__Data under study__:
--------------------------------
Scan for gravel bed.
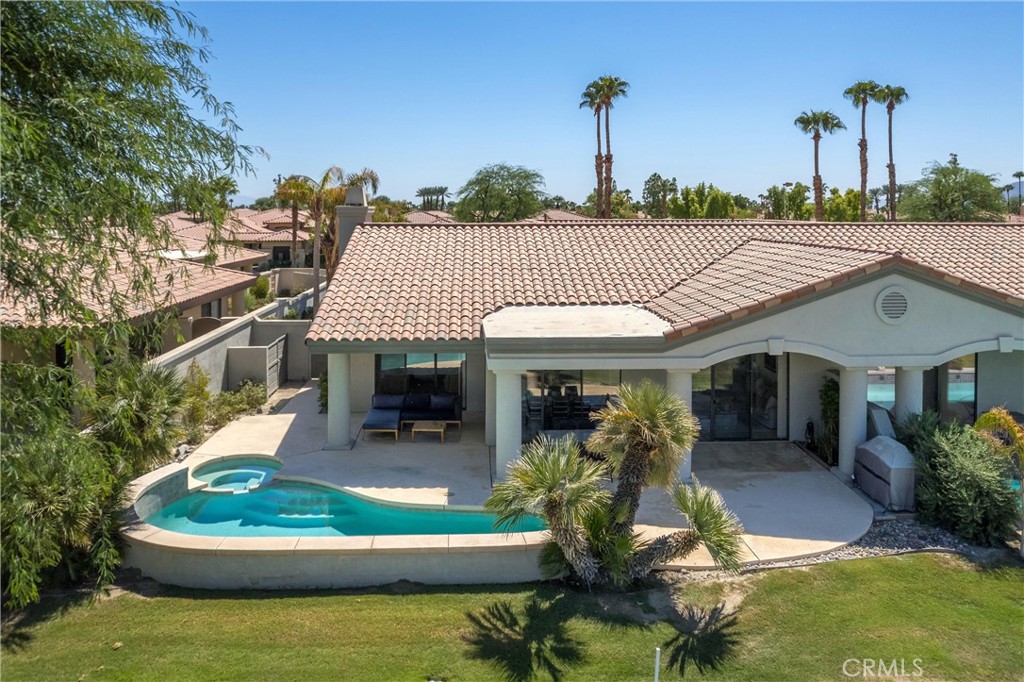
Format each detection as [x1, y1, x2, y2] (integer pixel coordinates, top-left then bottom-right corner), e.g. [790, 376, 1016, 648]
[744, 519, 975, 571]
[670, 520, 993, 583]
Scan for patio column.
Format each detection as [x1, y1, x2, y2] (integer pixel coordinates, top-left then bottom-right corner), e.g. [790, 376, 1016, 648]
[494, 370, 523, 480]
[231, 289, 245, 317]
[326, 353, 352, 449]
[838, 367, 869, 479]
[893, 367, 926, 424]
[666, 368, 696, 482]
[484, 369, 496, 446]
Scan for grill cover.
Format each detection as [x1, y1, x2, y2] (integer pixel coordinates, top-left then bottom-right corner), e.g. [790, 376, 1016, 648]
[854, 436, 915, 511]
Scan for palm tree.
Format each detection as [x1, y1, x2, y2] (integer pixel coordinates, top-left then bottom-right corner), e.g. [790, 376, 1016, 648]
[843, 81, 880, 221]
[1014, 171, 1024, 216]
[872, 85, 909, 220]
[627, 476, 744, 579]
[486, 435, 607, 585]
[794, 110, 846, 221]
[868, 186, 884, 215]
[579, 81, 604, 218]
[275, 175, 310, 266]
[586, 380, 699, 537]
[596, 76, 630, 220]
[1004, 184, 1015, 213]
[323, 168, 379, 281]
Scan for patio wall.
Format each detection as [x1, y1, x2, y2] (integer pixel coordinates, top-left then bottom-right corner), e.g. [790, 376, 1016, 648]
[976, 350, 1024, 413]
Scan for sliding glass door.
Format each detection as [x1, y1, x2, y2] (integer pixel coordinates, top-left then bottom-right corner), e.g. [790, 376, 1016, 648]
[692, 354, 780, 441]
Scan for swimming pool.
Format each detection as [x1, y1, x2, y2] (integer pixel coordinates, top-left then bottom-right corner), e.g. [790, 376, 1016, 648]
[193, 457, 282, 492]
[145, 480, 545, 537]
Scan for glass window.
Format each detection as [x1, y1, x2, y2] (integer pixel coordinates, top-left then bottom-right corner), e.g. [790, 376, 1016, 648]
[940, 354, 976, 424]
[521, 370, 622, 441]
[374, 353, 466, 403]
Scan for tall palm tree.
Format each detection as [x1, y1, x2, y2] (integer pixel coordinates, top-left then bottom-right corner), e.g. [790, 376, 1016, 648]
[843, 81, 880, 222]
[872, 85, 909, 220]
[596, 76, 630, 220]
[579, 81, 604, 218]
[275, 175, 309, 266]
[486, 435, 607, 585]
[586, 380, 699, 537]
[1014, 171, 1024, 216]
[1004, 184, 1015, 213]
[794, 110, 846, 221]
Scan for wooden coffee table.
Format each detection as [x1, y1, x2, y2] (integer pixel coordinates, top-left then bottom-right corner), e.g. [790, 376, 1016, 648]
[410, 420, 447, 443]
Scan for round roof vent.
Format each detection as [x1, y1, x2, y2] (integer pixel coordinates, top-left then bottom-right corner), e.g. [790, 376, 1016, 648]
[876, 286, 909, 324]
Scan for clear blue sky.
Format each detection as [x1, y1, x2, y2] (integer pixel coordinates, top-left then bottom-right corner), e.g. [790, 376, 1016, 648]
[182, 1, 1024, 204]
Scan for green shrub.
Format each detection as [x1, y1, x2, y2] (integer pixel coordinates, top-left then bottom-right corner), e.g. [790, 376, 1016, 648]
[207, 381, 266, 429]
[237, 380, 266, 411]
[818, 376, 839, 465]
[86, 361, 185, 477]
[898, 412, 1017, 546]
[283, 308, 299, 320]
[251, 276, 270, 300]
[318, 370, 328, 411]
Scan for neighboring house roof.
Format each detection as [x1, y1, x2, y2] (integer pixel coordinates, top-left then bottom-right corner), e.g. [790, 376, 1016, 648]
[1, 252, 256, 328]
[402, 210, 454, 224]
[524, 209, 596, 222]
[308, 221, 1024, 344]
[155, 236, 269, 269]
[165, 212, 311, 244]
[248, 207, 311, 228]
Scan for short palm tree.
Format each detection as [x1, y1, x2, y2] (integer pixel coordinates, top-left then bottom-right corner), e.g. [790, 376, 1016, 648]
[596, 76, 630, 220]
[843, 80, 880, 221]
[486, 435, 607, 585]
[872, 85, 909, 220]
[579, 82, 604, 218]
[794, 110, 846, 221]
[974, 407, 1024, 557]
[586, 380, 699, 536]
[627, 476, 744, 579]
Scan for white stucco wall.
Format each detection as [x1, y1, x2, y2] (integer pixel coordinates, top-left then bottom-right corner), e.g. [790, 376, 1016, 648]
[977, 350, 1024, 413]
[465, 352, 487, 417]
[788, 354, 842, 443]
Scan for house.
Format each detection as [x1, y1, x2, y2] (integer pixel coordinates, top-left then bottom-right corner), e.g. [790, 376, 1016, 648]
[162, 209, 312, 267]
[307, 209, 1024, 481]
[1, 250, 257, 378]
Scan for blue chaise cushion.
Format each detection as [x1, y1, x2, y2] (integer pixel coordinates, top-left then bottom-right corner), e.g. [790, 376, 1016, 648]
[372, 394, 406, 410]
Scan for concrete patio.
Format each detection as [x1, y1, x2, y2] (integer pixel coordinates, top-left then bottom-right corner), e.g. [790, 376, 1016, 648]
[189, 381, 873, 570]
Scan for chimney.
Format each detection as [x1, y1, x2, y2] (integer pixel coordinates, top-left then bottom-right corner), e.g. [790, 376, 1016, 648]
[335, 187, 374, 262]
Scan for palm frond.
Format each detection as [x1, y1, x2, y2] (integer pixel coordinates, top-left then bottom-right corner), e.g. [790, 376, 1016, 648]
[670, 476, 745, 572]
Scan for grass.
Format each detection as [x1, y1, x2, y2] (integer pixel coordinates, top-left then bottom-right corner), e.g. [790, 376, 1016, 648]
[2, 554, 1021, 681]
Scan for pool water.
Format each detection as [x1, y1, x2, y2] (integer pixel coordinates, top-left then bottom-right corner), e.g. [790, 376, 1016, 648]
[145, 481, 546, 537]
[193, 457, 282, 492]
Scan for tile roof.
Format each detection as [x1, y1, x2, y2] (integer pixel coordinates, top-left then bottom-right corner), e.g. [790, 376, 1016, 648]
[166, 212, 310, 244]
[308, 221, 1024, 344]
[2, 251, 256, 328]
[402, 210, 455, 224]
[247, 207, 311, 227]
[160, 236, 269, 269]
[524, 209, 596, 222]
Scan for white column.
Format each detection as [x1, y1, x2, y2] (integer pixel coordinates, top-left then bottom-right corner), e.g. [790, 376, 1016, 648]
[484, 369, 496, 446]
[893, 367, 926, 424]
[667, 369, 696, 482]
[838, 367, 869, 478]
[326, 353, 352, 449]
[494, 370, 523, 480]
[231, 289, 246, 317]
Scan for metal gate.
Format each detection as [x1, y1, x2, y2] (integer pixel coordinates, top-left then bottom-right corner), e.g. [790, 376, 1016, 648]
[267, 335, 287, 394]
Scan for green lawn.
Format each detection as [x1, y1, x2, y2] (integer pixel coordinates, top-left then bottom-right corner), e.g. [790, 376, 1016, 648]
[2, 554, 1021, 681]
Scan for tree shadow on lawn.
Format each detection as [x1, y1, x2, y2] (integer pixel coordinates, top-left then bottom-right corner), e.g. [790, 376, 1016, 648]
[1, 588, 95, 653]
[662, 603, 740, 678]
[461, 586, 669, 682]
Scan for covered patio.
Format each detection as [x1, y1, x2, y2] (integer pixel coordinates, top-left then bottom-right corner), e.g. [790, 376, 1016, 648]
[188, 381, 872, 569]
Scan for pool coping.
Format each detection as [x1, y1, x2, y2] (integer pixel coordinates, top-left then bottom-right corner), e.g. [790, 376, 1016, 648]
[123, 454, 550, 559]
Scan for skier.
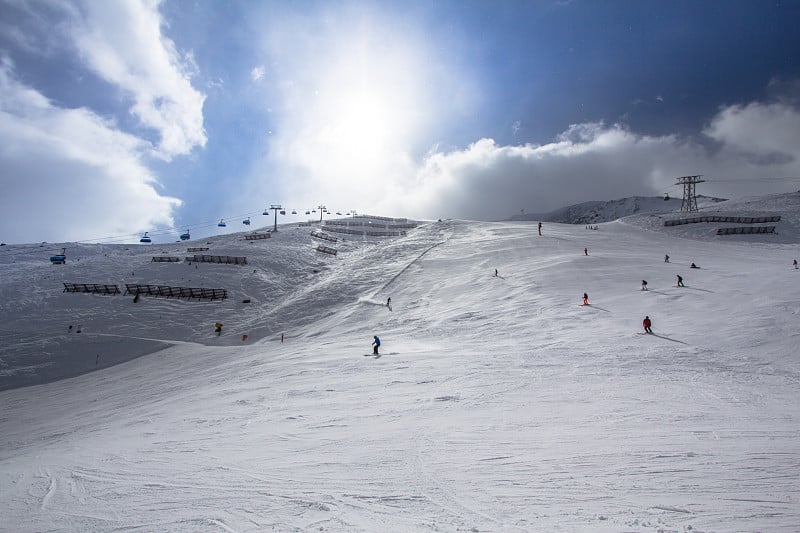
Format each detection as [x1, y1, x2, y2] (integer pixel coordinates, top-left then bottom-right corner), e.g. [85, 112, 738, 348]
[584, 248, 588, 256]
[583, 292, 589, 305]
[690, 262, 699, 269]
[214, 322, 223, 336]
[677, 274, 684, 287]
[387, 297, 392, 307]
[643, 316, 653, 334]
[664, 254, 670, 263]
[372, 335, 381, 355]
[538, 222, 542, 236]
[794, 259, 798, 269]
[641, 280, 648, 291]
[494, 269, 498, 277]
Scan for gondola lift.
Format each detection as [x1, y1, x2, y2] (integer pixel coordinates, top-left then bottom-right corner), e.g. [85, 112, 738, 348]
[291, 209, 297, 215]
[218, 219, 227, 227]
[243, 218, 251, 225]
[263, 208, 269, 215]
[280, 209, 286, 215]
[305, 209, 311, 215]
[180, 230, 191, 240]
[139, 232, 152, 243]
[50, 248, 67, 264]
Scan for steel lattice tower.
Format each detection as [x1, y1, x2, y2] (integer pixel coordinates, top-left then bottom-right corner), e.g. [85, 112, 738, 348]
[676, 175, 705, 212]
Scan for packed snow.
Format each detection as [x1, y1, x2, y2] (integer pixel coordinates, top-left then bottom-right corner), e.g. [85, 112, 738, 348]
[1, 195, 799, 532]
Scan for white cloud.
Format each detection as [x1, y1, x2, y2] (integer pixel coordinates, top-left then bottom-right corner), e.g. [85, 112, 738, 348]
[70, 0, 206, 160]
[387, 102, 800, 220]
[0, 59, 181, 243]
[250, 65, 265, 82]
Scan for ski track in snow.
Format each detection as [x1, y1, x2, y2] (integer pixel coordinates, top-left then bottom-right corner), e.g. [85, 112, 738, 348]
[1, 197, 800, 531]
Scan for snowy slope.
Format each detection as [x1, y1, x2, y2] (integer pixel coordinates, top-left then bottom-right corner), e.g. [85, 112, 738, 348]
[1, 198, 799, 532]
[510, 195, 726, 224]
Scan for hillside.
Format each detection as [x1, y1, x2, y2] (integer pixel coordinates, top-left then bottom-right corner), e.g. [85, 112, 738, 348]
[510, 195, 725, 224]
[1, 197, 799, 532]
--------------------------------
__Assigned task__: Look through the data above for the word "patio". Report each line where it occurs.

__Answer space__:
Scan for patio column.
Scan for patio wall.
Scan for concrete patio.
Scan for covered patio.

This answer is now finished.